━━ Dataset records ━━

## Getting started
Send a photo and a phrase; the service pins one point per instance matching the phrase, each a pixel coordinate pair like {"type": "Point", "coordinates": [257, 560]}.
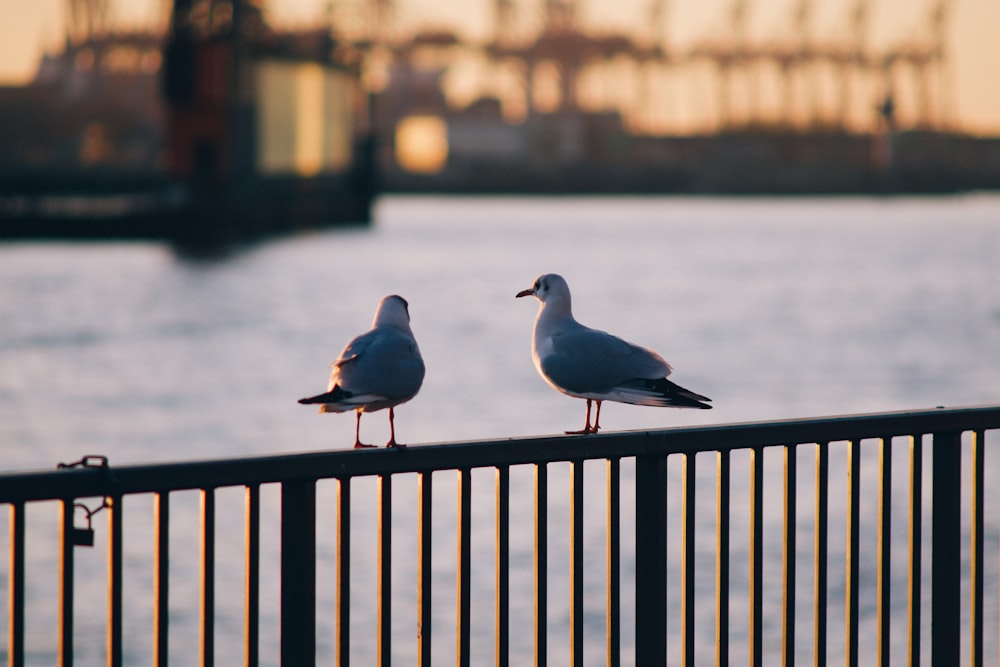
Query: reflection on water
{"type": "Point", "coordinates": [774, 308]}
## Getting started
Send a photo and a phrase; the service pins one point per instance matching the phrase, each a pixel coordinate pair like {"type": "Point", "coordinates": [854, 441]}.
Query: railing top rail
{"type": "Point", "coordinates": [146, 478]}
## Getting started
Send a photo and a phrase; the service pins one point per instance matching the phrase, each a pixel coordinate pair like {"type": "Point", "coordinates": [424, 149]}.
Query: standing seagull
{"type": "Point", "coordinates": [591, 364]}
{"type": "Point", "coordinates": [381, 368]}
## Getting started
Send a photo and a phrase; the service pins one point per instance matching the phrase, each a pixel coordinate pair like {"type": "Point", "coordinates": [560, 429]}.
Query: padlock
{"type": "Point", "coordinates": [83, 537]}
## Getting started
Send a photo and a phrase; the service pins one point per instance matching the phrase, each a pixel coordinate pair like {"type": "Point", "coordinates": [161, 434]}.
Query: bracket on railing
{"type": "Point", "coordinates": [84, 536]}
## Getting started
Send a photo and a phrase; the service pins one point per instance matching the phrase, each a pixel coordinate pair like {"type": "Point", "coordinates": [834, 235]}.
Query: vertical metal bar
{"type": "Point", "coordinates": [503, 566]}
{"type": "Point", "coordinates": [613, 622]}
{"type": "Point", "coordinates": [976, 502]}
{"type": "Point", "coordinates": [722, 559]}
{"type": "Point", "coordinates": [66, 584]}
{"type": "Point", "coordinates": [756, 556]}
{"type": "Point", "coordinates": [298, 573]}
{"type": "Point", "coordinates": [788, 554]}
{"type": "Point", "coordinates": [851, 566]}
{"type": "Point", "coordinates": [161, 578]}
{"type": "Point", "coordinates": [541, 563]}
{"type": "Point", "coordinates": [946, 549]}
{"type": "Point", "coordinates": [424, 522]}
{"type": "Point", "coordinates": [650, 559]}
{"type": "Point", "coordinates": [576, 565]}
{"type": "Point", "coordinates": [913, 588]}
{"type": "Point", "coordinates": [820, 547]}
{"type": "Point", "coordinates": [884, 548]}
{"type": "Point", "coordinates": [343, 630]}
{"type": "Point", "coordinates": [463, 612]}
{"type": "Point", "coordinates": [207, 577]}
{"type": "Point", "coordinates": [114, 636]}
{"type": "Point", "coordinates": [384, 571]}
{"type": "Point", "coordinates": [251, 577]}
{"type": "Point", "coordinates": [15, 620]}
{"type": "Point", "coordinates": [687, 565]}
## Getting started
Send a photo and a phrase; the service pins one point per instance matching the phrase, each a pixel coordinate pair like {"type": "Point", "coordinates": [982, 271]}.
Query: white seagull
{"type": "Point", "coordinates": [594, 365]}
{"type": "Point", "coordinates": [381, 368]}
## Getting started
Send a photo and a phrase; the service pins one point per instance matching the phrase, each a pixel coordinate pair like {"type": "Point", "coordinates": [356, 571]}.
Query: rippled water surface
{"type": "Point", "coordinates": [775, 308]}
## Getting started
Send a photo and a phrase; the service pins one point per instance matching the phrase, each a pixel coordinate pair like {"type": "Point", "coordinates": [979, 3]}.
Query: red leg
{"type": "Point", "coordinates": [392, 431]}
{"type": "Point", "coordinates": [357, 432]}
{"type": "Point", "coordinates": [586, 428]}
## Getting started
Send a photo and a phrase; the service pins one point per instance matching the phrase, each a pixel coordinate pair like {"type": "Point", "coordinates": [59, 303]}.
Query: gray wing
{"type": "Point", "coordinates": [383, 362]}
{"type": "Point", "coordinates": [586, 360]}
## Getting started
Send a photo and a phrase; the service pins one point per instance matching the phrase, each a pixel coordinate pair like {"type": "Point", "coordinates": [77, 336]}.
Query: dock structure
{"type": "Point", "coordinates": [638, 493]}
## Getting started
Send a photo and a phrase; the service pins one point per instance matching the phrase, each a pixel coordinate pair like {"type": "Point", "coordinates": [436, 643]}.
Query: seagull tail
{"type": "Point", "coordinates": [664, 393]}
{"type": "Point", "coordinates": [330, 401]}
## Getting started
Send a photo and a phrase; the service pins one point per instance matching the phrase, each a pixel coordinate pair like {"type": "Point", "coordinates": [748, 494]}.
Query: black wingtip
{"type": "Point", "coordinates": [332, 396]}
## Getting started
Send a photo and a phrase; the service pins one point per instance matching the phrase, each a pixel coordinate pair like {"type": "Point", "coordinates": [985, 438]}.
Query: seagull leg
{"type": "Point", "coordinates": [392, 432]}
{"type": "Point", "coordinates": [586, 428]}
{"type": "Point", "coordinates": [357, 433]}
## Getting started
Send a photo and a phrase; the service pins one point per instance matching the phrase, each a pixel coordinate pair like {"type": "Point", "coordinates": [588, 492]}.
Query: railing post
{"type": "Point", "coordinates": [298, 573]}
{"type": "Point", "coordinates": [15, 583]}
{"type": "Point", "coordinates": [650, 559]}
{"type": "Point", "coordinates": [946, 549]}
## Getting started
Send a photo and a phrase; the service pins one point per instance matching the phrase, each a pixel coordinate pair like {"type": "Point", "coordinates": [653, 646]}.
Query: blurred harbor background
{"type": "Point", "coordinates": [305, 111]}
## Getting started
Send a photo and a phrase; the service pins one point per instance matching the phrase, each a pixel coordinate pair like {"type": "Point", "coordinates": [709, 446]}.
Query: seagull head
{"type": "Point", "coordinates": [550, 288]}
{"type": "Point", "coordinates": [394, 311]}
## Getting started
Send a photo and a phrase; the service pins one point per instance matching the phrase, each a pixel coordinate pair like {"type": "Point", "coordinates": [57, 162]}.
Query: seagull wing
{"type": "Point", "coordinates": [583, 360]}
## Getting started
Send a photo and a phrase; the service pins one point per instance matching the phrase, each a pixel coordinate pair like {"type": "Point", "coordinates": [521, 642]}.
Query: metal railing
{"type": "Point", "coordinates": [946, 431]}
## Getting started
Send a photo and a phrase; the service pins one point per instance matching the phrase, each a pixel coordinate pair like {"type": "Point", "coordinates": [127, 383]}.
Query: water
{"type": "Point", "coordinates": [776, 308]}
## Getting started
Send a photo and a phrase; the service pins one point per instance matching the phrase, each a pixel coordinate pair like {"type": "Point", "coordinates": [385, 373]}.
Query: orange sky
{"type": "Point", "coordinates": [26, 28]}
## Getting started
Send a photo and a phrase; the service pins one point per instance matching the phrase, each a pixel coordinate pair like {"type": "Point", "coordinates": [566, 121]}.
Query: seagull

━━━

_Exercise goal_: Your answer should hold every record above, printed exactly and free of pictures.

_Reply_:
## Getting started
Send a photo and a phrase; the service pins one point per instance matching the phrase, each a pixel coordinate pair like {"type": "Point", "coordinates": [257, 560]}.
Query: reflection on water
{"type": "Point", "coordinates": [774, 308]}
## Getting started
Send a photo and a phrase; the service pins one point per instance matching the phrase, each a pixel coordinate pair like {"type": "Point", "coordinates": [854, 441]}.
Query: railing top rail
{"type": "Point", "coordinates": [146, 478]}
## Getting started
Send a photo and a phrase; the service pins one point per instance matching the phrase, each a pixel coordinate pair like {"type": "Point", "coordinates": [424, 149]}.
Query: standing seagull
{"type": "Point", "coordinates": [591, 364]}
{"type": "Point", "coordinates": [381, 368]}
## Getting started
Send a photo and a phrase; the service pins one point per instance matching the phrase, each a pixel coordinate pair like {"type": "Point", "coordinates": [560, 429]}.
Query: padlock
{"type": "Point", "coordinates": [83, 537]}
## Getting started
Send a photo and a phrase; the service pins one point per instance matching the phrase, each a pixel coordinate pair like {"type": "Point", "coordinates": [161, 434]}.
Query: bracket on railing
{"type": "Point", "coordinates": [84, 536]}
## Getting started
Send a photo and a phrase; the service pins one point per instance matching the phrase, each a pixel coordinate pair like {"type": "Point", "coordinates": [834, 235]}.
Query: vertical metal bar
{"type": "Point", "coordinates": [503, 566]}
{"type": "Point", "coordinates": [613, 622]}
{"type": "Point", "coordinates": [976, 502]}
{"type": "Point", "coordinates": [722, 559]}
{"type": "Point", "coordinates": [66, 584]}
{"type": "Point", "coordinates": [756, 556]}
{"type": "Point", "coordinates": [298, 573]}
{"type": "Point", "coordinates": [788, 554]}
{"type": "Point", "coordinates": [851, 566]}
{"type": "Point", "coordinates": [161, 578]}
{"type": "Point", "coordinates": [541, 563]}
{"type": "Point", "coordinates": [946, 549]}
{"type": "Point", "coordinates": [424, 522]}
{"type": "Point", "coordinates": [650, 559]}
{"type": "Point", "coordinates": [576, 565]}
{"type": "Point", "coordinates": [913, 588]}
{"type": "Point", "coordinates": [820, 547]}
{"type": "Point", "coordinates": [884, 548]}
{"type": "Point", "coordinates": [343, 630]}
{"type": "Point", "coordinates": [463, 612]}
{"type": "Point", "coordinates": [207, 577]}
{"type": "Point", "coordinates": [114, 636]}
{"type": "Point", "coordinates": [384, 571]}
{"type": "Point", "coordinates": [251, 577]}
{"type": "Point", "coordinates": [15, 620]}
{"type": "Point", "coordinates": [687, 565]}
## Getting started
Send a photo and a phrase; the service pins one point per instance matching the phrase, each a pixel coordinate pair like {"type": "Point", "coordinates": [982, 271]}.
Query: white seagull
{"type": "Point", "coordinates": [594, 365]}
{"type": "Point", "coordinates": [381, 368]}
## Getting started
Send a photo and a phrase; the service pins one point per instance matching the phrase, each a pixel coordinate pair like {"type": "Point", "coordinates": [356, 571]}.
Query: rippled water surface
{"type": "Point", "coordinates": [775, 308]}
## Getting started
Send a photo and a phrase; the service pins one point per instance matching the phrase, each a pixel coordinate pair like {"type": "Point", "coordinates": [979, 3]}.
Query: red leg
{"type": "Point", "coordinates": [392, 431]}
{"type": "Point", "coordinates": [357, 432]}
{"type": "Point", "coordinates": [586, 428]}
## Getting started
Send a photo and a phrase; the service pins one point per instance matching the phrase, each a pixel coordinate pair like {"type": "Point", "coordinates": [59, 303]}.
Query: gray wing
{"type": "Point", "coordinates": [383, 362]}
{"type": "Point", "coordinates": [586, 360]}
## Getting started
Send a photo and a phrase; the service pins one point per instance matching the phrase, each a pixel coordinate pair like {"type": "Point", "coordinates": [77, 336]}.
Query: dock structure
{"type": "Point", "coordinates": [638, 493]}
## Getting started
Send a photo and a phrase; the service pins one point per instance matching the phrase, each a pixel coordinate pair like {"type": "Point", "coordinates": [436, 643]}.
Query: seagull tail
{"type": "Point", "coordinates": [664, 393]}
{"type": "Point", "coordinates": [330, 401]}
## Getting started
Send a photo and a phrase; the service pins one point per instance matching the phrase, each a pixel coordinate pair like {"type": "Point", "coordinates": [748, 494]}.
Query: black wingtip
{"type": "Point", "coordinates": [332, 396]}
## Getting started
Send a photo and a phrase; the service pins one point per instance matching the phrase, each a pixel coordinate pair like {"type": "Point", "coordinates": [985, 438]}.
Query: seagull leg
{"type": "Point", "coordinates": [392, 432]}
{"type": "Point", "coordinates": [586, 428]}
{"type": "Point", "coordinates": [357, 433]}
## Getting started
Send a photo and a phrase; the service pins one point per instance matching the phrase, each a pixel coordinate pair like {"type": "Point", "coordinates": [588, 492]}.
Query: railing post
{"type": "Point", "coordinates": [298, 573]}
{"type": "Point", "coordinates": [15, 583]}
{"type": "Point", "coordinates": [650, 559]}
{"type": "Point", "coordinates": [946, 549]}
## Getting started
Send a photo and a phrase; the service pins one point per instance matching the phrase, each a pixel coordinate pair like {"type": "Point", "coordinates": [653, 646]}.
Query: blurred harbor background
{"type": "Point", "coordinates": [305, 111]}
## Getting started
Send a photo and a phrase; the service pins one point per instance matching the phrase, each a pixel coordinate pair like {"type": "Point", "coordinates": [709, 446]}.
Query: seagull head
{"type": "Point", "coordinates": [550, 288]}
{"type": "Point", "coordinates": [394, 311]}
## Getting started
Send a photo and a phrase; the service pins one point per instance matching the phrase, each a pixel coordinate pair like {"type": "Point", "coordinates": [57, 162]}.
Query: seagull wing
{"type": "Point", "coordinates": [583, 360]}
## Getting started
Send a photo and a phrase; the service pins one point per instance matching the phrase, each a pixel coordinate pair like {"type": "Point", "coordinates": [521, 642]}.
Query: metal railing
{"type": "Point", "coordinates": [946, 431]}
## Getting started
Send a photo and a phrase; the service pins one point per instance matching the phrase, each a pixel coordinate pair like {"type": "Point", "coordinates": [127, 383]}.
Query: water
{"type": "Point", "coordinates": [776, 308]}
## Getting started
Send a photo and a phrase; the service pins one point per instance matching the phrase, each a pixel coordinate pair like {"type": "Point", "coordinates": [385, 373]}.
Query: orange sky
{"type": "Point", "coordinates": [26, 28]}
## Getting started
Send a photo and a phrase; the service pins one point per instance matching the phrase, each a pixel coordinate pair like {"type": "Point", "coordinates": [566, 121]}.
Query: seagull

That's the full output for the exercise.